_WHAT THE TASK ASKS_:
Revise the passage on microbes living on floating plastic from "Tiny Balls of" to "as ambinent seawater.", replacing "barnacles" with "gooseneck barnacles".

_DOCUMENT PASSAGE_:

===

Tiny Balls of Life


Some people might see these floating objects as trash, but some organisms might see them as a vital habitat, something to cling to in a region where there normally is no hard substrate. Imagine a smaller scale where instead of a float with big barnacles, we find a tiny ball of life encrusted with a thriving microbial community. The plastic substrate in the ocean can have many times the number of microbes as ambinent seawater.

More from http://cmore.soest.hawaii.edu/cruises/super/marcus_blog.htm

Alli Fong is investigating the microbial life that may have found new habitats by attaching to the tiny pieces of plastic adrift in the Pacific. She is collecting and preserving pieces of plastic to investigate the bacterial and other microbial communities growing on them. She will be sequencing the DNA of the plastic-associated organisms to look for gene markers so she can determine what species are taking advantage of this habitat. Alli and other scientists on board will also be looking for other genes to find out if the microbes are photosynthesizing, and thus providing both food and oxygen to the ecosystem. Imagine how big the Pacific is, and how many billions of pieces of plastic could be out there. Microbes are living on these plastic pieces may actually a noticeable effect on nutrient cycling processes in the ocean. That is one of the things we hope to start understanding from the research on this trip: do the microbes growing on the plastic have an effect on productivity and chemical cycling?

===

_DATA FOR REVIEW_:
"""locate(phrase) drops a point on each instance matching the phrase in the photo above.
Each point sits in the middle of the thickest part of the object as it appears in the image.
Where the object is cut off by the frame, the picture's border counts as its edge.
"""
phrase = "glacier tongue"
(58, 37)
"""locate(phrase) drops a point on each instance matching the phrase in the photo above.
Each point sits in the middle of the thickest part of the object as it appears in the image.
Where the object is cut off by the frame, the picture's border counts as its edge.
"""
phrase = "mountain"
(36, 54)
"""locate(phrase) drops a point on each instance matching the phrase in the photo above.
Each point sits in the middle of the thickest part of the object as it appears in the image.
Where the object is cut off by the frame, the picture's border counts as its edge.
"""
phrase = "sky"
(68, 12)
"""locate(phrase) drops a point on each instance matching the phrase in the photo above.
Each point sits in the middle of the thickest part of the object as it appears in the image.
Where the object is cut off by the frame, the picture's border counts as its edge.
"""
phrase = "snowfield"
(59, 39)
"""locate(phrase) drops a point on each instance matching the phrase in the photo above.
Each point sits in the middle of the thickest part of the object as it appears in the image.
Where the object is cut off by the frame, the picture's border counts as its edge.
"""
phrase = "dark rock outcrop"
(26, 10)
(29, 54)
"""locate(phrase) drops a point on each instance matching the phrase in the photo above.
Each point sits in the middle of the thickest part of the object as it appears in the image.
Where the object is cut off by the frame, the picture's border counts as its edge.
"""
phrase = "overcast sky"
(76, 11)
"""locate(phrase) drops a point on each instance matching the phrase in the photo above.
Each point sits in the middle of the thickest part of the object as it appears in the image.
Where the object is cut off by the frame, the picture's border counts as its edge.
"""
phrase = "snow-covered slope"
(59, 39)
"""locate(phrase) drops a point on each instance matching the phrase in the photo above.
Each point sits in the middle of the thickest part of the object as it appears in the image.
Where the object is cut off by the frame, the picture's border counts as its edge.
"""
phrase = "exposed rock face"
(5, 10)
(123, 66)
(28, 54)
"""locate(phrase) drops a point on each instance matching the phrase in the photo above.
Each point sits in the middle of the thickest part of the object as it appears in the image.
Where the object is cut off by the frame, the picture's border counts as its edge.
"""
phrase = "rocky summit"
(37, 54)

===

_ANSWER BOX_:
Tiny Balls of Life


Some people might see these floating objects as trash, but some organisms might see them as a vital habitat, something to cling to in a region where there normally is no hard substrate. Imagine a smaller scale where instead of a float with big gooseneck barnacles, we find a tiny ball of life encrusted with a thriving microbial community. The plastic substrate in the ocean can have many times the number of microbes as ambinent seawater.